→ **Prompt**
Swap "the arm" for "the gripper" everywhere it appears in the lines below, and give all the lines back with nothing else changed. Leave the pictures out of your answer.

═════ Provided records ═════

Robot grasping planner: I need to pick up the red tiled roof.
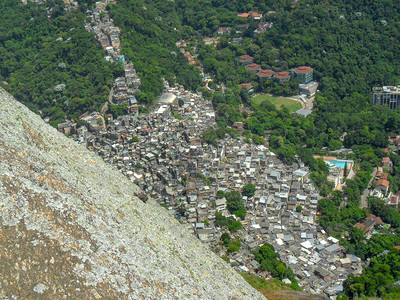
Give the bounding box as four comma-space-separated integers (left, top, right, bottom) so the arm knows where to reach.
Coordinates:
294, 66, 313, 74
245, 64, 261, 71
354, 223, 369, 231
376, 179, 389, 187
239, 83, 253, 89
274, 72, 290, 79
257, 70, 275, 77
390, 196, 399, 205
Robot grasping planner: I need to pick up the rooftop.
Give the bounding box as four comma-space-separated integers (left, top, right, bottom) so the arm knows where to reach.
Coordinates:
257, 70, 275, 77
274, 72, 290, 79
294, 66, 313, 74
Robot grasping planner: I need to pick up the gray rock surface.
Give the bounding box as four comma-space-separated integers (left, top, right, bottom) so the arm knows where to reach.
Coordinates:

═════

→ **In response**
Robot grasping planner: I need to pick up the red tiled roof.
Give the bounding box as four comma-space-separated integers (left, top, right, bottom) so the gripper knows where to reach.
Coordinates:
294, 66, 313, 74
245, 64, 261, 71
354, 223, 369, 231
376, 179, 389, 187
239, 83, 253, 89
274, 72, 290, 79
257, 70, 275, 77
390, 196, 399, 205
Robot grasping planner: I need to pick up the rooftop.
Give the bounding box as four comma-space-separated integers (left, top, right, bottom) so the gripper knows where to reach.
Coordinates:
257, 70, 275, 77
274, 72, 290, 79
294, 66, 313, 74
Robot grasping planner: I need to pick up the gray rock surface.
Give the bounding box as four comma-space-separated integers (left, top, right, bottom) so the gripper knows where to reach.
Coordinates:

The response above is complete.